[Opening Provided passage section]

The Pinochet File: A Declassified Dossier on Atrocity and Accountability FROM THE PUBLISHER
First published on September 11, 2003 - the thirtieth anniversary of the military coup that brought General Augusto Pinochet to power - The Pinochet File has been hailed as a definitive account of the U.S. role in supporting bloody regime change in Chile. This edition is revised and updated to include the newest declassified information on how Richard Nixon and Henry Kissinger launched a preemptive strike against the democratically elected government of Salvador Allende and helped Pinochet consolidate his rule.

[Closing Provided passage section]

**Questions to answer**
1. From the description of The Pinochet File, quote the passage starting at "The Pinochet File: A" and ending at "consolidate his rule.".
2. According to the description of The Pinochet File, on what date was the book first published?
3. Pick up the description of The Pinochet File after its last sentence and keep writing.

[Opening Given information section]

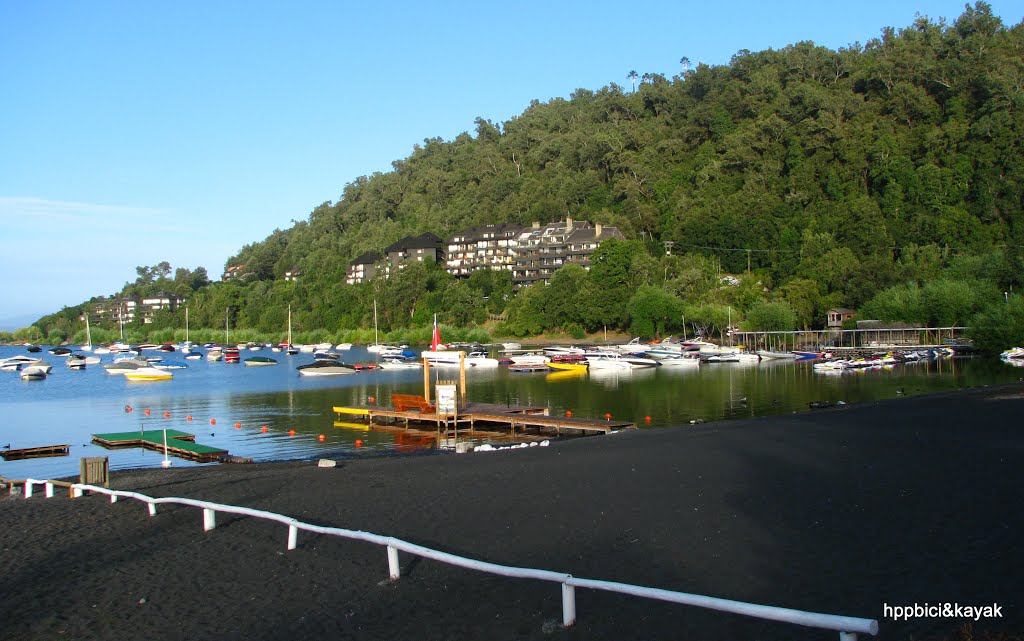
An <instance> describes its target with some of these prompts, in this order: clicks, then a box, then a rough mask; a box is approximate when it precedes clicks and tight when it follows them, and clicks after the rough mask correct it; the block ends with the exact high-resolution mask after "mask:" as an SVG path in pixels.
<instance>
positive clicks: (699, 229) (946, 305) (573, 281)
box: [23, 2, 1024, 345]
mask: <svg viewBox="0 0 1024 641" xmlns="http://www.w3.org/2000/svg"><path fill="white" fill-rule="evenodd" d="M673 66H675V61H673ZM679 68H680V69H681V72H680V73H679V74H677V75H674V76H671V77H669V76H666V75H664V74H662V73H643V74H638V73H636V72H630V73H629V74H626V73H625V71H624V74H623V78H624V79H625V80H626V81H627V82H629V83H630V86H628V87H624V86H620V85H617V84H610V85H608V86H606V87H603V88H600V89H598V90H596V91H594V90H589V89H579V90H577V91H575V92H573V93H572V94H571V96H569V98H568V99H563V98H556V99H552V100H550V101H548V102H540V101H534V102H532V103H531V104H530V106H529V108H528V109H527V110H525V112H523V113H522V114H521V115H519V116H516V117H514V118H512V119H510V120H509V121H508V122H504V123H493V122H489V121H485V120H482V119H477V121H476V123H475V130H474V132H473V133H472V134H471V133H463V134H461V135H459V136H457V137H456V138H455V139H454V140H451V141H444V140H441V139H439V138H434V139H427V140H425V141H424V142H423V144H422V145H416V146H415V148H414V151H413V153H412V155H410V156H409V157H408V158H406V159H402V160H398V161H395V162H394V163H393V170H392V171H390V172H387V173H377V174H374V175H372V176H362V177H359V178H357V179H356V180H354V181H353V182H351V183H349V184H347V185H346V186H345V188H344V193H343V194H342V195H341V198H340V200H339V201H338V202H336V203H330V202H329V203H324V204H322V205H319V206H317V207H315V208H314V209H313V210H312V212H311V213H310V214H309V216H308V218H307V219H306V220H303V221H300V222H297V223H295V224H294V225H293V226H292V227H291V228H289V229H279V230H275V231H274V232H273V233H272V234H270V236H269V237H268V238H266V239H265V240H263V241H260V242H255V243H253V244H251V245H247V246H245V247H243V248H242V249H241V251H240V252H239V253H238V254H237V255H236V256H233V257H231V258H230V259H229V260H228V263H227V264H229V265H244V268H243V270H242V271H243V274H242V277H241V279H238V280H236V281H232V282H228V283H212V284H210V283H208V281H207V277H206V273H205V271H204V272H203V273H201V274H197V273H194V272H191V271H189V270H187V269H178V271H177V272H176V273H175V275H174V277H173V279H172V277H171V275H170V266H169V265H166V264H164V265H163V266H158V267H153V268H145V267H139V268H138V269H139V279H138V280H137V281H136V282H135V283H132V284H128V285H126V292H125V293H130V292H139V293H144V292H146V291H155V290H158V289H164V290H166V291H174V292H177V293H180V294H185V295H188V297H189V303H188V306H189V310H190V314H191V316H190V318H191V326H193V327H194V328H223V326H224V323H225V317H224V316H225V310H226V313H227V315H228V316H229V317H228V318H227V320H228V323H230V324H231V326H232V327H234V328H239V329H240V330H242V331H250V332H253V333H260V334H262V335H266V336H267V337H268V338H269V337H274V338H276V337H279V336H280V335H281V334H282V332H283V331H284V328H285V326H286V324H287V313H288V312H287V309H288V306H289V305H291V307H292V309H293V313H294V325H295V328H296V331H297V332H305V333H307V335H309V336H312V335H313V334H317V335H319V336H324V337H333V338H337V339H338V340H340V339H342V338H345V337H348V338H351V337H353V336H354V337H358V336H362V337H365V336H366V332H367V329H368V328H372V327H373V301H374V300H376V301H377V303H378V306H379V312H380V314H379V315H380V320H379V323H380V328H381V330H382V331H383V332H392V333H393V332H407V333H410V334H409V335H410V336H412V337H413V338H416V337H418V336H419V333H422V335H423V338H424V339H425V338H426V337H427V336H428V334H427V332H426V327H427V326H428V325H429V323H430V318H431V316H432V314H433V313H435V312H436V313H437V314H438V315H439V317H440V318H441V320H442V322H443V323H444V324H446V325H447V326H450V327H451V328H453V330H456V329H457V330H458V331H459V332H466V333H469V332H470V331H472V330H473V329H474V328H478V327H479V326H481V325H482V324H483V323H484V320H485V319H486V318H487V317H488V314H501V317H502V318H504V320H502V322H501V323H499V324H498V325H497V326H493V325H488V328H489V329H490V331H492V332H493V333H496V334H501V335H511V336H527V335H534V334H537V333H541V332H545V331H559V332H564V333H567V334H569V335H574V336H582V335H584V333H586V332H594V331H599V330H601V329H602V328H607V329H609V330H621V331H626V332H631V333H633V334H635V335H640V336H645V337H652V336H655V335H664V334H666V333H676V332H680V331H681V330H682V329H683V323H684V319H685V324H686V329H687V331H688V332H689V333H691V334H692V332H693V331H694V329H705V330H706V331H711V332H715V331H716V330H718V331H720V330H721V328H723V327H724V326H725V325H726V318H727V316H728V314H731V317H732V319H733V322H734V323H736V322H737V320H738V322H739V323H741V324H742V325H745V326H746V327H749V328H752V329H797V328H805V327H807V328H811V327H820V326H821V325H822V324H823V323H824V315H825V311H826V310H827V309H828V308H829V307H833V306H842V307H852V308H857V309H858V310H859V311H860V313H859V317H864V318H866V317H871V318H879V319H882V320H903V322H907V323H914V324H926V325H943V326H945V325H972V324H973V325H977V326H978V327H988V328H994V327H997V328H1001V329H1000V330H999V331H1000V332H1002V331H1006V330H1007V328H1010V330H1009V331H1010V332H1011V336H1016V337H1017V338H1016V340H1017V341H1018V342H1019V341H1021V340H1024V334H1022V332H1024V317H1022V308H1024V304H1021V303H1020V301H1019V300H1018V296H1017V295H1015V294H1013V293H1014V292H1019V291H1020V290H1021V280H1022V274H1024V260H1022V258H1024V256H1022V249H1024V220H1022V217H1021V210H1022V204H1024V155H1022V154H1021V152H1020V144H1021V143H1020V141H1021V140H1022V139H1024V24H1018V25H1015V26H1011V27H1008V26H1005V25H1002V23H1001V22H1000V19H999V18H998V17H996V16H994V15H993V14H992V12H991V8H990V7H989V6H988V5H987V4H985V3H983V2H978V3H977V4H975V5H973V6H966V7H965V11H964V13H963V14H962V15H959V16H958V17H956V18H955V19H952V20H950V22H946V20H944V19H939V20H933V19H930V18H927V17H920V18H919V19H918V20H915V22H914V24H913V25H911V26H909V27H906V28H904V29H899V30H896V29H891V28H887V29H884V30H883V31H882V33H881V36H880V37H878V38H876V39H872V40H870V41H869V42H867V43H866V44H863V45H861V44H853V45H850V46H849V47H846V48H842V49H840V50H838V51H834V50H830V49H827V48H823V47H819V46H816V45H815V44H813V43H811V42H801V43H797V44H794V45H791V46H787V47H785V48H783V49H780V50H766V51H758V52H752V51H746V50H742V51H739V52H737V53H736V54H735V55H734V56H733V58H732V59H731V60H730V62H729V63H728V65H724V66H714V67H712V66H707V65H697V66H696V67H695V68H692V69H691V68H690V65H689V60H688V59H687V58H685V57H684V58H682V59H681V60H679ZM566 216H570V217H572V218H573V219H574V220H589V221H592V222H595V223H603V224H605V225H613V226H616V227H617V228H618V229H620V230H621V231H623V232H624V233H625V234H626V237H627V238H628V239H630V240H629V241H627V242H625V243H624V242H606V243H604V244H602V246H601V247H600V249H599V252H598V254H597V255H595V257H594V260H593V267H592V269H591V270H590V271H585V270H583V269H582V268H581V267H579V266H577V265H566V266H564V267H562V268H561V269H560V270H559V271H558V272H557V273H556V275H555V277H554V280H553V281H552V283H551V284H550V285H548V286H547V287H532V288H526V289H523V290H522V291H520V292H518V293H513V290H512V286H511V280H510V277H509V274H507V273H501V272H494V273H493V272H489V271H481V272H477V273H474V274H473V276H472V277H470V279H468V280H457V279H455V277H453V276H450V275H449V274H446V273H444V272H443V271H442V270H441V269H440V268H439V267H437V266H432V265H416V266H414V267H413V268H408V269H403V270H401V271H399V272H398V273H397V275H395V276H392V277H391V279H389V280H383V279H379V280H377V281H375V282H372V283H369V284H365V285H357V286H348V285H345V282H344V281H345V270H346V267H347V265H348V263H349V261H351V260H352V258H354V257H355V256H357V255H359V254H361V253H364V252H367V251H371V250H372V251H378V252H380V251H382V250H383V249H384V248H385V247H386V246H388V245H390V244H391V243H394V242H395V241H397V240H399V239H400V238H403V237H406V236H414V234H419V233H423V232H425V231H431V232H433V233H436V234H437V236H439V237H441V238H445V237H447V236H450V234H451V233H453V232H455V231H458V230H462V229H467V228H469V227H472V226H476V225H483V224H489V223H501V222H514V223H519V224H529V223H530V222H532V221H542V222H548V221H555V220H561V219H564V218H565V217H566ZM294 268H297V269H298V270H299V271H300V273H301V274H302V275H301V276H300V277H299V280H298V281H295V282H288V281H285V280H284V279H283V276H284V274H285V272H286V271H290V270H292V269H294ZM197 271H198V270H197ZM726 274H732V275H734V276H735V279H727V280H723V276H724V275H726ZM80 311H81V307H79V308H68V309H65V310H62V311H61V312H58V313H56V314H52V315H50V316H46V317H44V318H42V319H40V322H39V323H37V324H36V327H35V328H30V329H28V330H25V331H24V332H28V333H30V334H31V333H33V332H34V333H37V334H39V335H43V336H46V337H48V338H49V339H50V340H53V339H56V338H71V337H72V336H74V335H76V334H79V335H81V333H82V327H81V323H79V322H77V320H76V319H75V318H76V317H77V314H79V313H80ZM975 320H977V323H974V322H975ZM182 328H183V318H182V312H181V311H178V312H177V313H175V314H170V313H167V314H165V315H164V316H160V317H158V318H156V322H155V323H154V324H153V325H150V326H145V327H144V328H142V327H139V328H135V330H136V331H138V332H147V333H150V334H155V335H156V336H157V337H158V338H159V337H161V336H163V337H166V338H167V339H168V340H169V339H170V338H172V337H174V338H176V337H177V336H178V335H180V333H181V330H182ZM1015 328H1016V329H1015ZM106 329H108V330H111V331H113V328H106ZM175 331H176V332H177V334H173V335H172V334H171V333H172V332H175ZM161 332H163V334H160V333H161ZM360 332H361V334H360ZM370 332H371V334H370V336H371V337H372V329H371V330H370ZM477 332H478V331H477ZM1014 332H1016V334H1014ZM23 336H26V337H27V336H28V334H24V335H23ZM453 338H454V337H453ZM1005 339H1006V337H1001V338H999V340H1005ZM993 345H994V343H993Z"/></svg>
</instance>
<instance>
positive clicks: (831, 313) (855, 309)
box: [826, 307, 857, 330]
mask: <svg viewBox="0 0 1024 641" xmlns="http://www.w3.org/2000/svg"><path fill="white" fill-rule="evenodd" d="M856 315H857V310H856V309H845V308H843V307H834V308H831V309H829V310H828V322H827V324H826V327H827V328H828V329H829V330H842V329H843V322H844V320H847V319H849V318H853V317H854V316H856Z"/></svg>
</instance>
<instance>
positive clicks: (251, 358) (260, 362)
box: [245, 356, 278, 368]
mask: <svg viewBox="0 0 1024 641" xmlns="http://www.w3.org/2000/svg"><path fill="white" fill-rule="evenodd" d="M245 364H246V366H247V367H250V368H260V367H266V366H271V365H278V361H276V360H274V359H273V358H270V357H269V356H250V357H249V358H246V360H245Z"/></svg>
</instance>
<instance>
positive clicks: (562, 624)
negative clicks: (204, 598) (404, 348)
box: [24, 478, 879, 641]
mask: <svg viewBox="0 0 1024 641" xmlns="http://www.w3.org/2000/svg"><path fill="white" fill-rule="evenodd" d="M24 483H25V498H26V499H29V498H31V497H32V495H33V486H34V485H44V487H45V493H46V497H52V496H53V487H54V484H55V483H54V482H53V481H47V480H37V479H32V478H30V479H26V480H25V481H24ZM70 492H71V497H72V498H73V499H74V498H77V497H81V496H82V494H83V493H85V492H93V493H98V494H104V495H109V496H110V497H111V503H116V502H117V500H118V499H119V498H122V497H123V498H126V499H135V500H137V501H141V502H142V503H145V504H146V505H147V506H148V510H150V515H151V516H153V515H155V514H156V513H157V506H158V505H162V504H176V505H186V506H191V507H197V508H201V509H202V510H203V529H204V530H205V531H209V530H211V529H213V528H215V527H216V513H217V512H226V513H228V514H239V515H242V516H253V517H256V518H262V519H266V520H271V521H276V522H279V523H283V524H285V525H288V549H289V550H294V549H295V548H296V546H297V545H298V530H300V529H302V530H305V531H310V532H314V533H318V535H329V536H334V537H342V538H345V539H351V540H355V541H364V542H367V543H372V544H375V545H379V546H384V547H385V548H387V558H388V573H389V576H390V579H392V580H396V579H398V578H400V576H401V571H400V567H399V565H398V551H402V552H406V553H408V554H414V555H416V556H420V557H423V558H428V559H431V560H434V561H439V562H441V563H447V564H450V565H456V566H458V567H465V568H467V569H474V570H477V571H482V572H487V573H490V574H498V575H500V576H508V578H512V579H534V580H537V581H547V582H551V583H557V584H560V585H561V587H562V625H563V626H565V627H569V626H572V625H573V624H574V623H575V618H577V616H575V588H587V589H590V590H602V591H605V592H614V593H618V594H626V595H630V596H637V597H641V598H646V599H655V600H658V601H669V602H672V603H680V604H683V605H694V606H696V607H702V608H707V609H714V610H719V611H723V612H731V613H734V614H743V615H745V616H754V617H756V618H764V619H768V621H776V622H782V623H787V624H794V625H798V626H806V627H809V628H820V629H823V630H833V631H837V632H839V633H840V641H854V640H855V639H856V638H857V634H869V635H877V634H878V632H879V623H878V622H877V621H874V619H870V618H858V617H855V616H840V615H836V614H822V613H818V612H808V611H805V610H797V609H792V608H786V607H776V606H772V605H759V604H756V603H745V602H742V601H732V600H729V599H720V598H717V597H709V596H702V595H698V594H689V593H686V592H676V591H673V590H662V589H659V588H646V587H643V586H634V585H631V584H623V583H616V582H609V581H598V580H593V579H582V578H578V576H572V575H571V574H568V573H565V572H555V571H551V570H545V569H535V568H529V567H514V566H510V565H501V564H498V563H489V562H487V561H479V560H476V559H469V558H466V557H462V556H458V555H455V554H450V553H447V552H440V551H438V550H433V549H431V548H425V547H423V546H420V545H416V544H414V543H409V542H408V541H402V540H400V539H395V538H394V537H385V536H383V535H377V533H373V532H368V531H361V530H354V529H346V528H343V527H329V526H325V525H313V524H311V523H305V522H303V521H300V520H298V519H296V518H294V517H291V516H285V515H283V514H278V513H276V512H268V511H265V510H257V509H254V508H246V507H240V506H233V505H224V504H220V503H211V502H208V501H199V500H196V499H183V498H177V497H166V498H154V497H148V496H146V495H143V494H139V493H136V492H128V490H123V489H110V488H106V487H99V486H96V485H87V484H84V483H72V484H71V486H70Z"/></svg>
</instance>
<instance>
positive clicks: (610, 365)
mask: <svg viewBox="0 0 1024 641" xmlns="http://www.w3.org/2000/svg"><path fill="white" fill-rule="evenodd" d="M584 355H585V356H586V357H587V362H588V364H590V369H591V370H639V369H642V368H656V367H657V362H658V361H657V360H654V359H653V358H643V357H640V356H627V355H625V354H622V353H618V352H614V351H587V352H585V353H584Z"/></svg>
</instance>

[Closing Given information section]
[Opening Given information section]

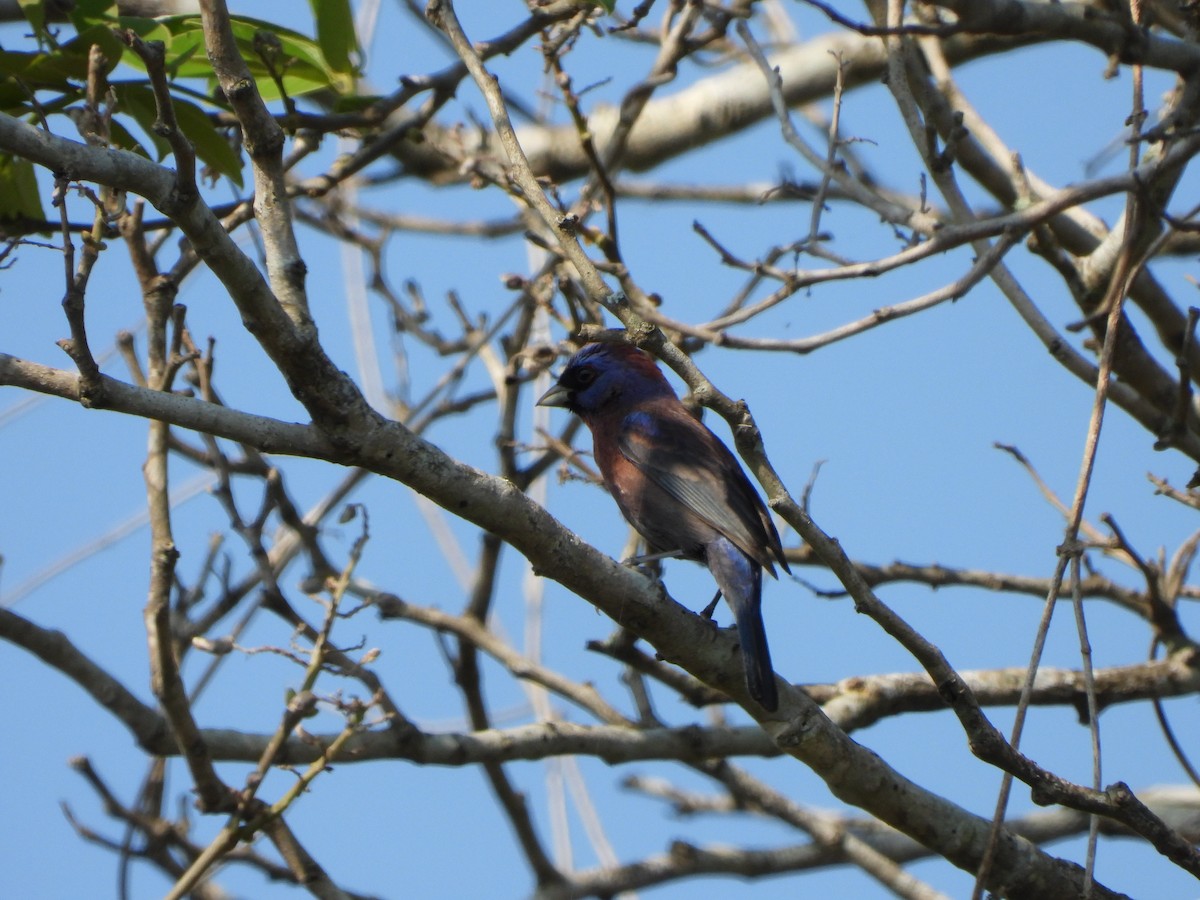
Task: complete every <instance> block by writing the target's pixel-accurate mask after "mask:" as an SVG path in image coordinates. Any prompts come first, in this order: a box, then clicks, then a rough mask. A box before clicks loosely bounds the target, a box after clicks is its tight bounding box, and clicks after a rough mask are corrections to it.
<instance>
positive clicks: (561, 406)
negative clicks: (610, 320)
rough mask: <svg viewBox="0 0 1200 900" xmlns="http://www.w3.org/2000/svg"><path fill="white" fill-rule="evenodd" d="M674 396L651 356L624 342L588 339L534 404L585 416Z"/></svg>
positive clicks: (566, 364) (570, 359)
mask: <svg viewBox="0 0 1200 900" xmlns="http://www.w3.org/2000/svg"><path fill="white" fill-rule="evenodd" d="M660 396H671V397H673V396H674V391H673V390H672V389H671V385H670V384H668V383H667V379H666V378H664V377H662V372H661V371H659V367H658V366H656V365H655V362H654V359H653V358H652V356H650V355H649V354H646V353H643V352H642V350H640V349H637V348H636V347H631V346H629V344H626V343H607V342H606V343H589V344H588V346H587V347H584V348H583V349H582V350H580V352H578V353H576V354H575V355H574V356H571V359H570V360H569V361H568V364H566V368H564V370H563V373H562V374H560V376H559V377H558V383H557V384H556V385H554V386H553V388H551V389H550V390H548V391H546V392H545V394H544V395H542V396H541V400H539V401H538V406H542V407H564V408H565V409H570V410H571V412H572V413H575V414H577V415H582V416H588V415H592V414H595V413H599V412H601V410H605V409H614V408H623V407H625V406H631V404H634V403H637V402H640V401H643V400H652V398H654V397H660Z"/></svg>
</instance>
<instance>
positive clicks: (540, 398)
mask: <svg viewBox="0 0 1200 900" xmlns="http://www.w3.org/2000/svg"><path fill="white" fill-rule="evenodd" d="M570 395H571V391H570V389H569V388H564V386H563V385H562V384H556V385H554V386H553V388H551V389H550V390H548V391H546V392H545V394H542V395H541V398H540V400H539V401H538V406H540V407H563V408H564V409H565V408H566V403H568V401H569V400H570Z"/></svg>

[Closing Given information section]
[Opening Given information section]

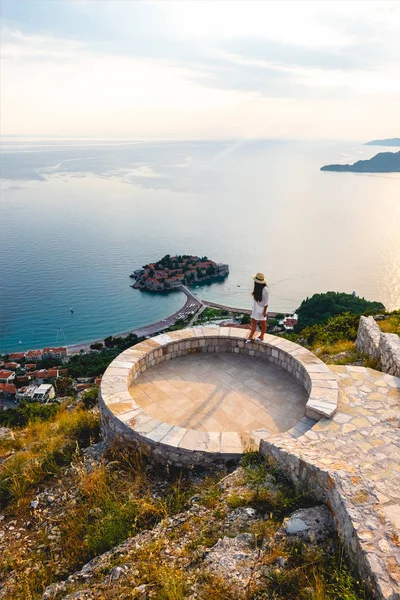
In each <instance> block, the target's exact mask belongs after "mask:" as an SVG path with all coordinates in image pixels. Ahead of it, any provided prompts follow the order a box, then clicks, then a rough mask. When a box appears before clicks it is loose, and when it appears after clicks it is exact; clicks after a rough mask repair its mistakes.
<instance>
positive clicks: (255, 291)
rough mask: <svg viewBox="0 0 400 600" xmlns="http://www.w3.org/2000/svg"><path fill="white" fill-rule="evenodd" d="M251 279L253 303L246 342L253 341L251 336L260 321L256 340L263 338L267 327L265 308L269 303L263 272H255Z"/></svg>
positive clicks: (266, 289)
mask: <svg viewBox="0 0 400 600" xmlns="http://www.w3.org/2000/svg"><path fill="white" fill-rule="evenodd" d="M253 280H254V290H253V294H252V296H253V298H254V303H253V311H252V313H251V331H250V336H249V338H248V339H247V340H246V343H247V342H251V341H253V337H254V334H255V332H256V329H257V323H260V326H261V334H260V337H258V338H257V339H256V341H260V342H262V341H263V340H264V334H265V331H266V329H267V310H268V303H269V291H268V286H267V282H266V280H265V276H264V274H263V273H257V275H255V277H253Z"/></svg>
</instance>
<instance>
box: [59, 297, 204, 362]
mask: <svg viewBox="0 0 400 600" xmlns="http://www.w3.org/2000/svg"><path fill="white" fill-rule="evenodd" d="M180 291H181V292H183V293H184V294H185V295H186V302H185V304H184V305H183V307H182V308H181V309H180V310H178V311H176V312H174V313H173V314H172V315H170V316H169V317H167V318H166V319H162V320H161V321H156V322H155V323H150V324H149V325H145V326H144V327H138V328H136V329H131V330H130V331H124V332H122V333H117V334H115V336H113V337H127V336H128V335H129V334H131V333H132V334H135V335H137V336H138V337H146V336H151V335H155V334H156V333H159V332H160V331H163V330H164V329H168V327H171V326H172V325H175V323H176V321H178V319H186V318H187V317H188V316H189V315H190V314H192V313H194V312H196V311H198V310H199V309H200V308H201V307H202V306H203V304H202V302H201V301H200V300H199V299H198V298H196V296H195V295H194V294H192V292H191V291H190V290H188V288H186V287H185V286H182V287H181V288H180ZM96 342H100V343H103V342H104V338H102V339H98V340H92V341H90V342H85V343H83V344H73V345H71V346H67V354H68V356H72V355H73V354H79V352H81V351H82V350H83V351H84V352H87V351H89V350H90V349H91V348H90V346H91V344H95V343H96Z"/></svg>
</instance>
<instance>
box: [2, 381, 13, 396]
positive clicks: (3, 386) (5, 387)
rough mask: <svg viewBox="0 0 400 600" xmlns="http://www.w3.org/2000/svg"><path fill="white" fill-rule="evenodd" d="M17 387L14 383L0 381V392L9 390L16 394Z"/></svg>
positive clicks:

[Closing Given information section]

**Answers by task**
1.
The Pinochet File: A Declassified Dossier on Atrocity and Accountability FROM THE PUBLISHER
First published on September 11, 2003 - the thirtieth anniversary of the military coup that brought General Augusto Pinochet to power - The Pinochet File has been hailed as a definitive account of the U.S. role in supporting bloody regime change in Chile. This edition is revised and updated to include the newest declassified information on how Richard Nixon and Henry Kissinger launched a preemptive strike against the democratically elected government of Salvador Allende and helped Pinochet consolidate his rule.

2. September 11, 2003

3.
SYNOPSIS
Kornbluh (of the National Security Archive, a non-profit research library) has played a leading role in efforts to get the U.S. government to declassify documents related to its relationship to former Chilean dictator Augusto Pinochet, who came to power in a bloody coup sponsored by the United States. Here he presents the current results of those efforts mixing narrative explanation with reproductions of declassified documents. A number of controversial issues are covered, including Henry Kissinger's involvement in the assassination of a constitutionally-minded Chilean general, the full American involvement in the coup events (including the kidnap and execution of American Charles Horman), US knowledge of the state-terror network called Operation Condor, CIA knowledge of the 1976 car bombing on the streets of Washington that killed Orlando Letelier and Ronni Moffitt, and the role of Washington in the end of Pinochet's presidency. Annotation ©2004 Book News, Inc., Portland, OR
FROM THE CRITICS
The Washington Post
… ultimately the value of The Pinochet File lies less in any new revelation or unique insight than in the missionary zeal and methodical devotion with which Kornbluh sets out to catalogue the evidence of U.S. guilt -- to dizzying, devastating effect.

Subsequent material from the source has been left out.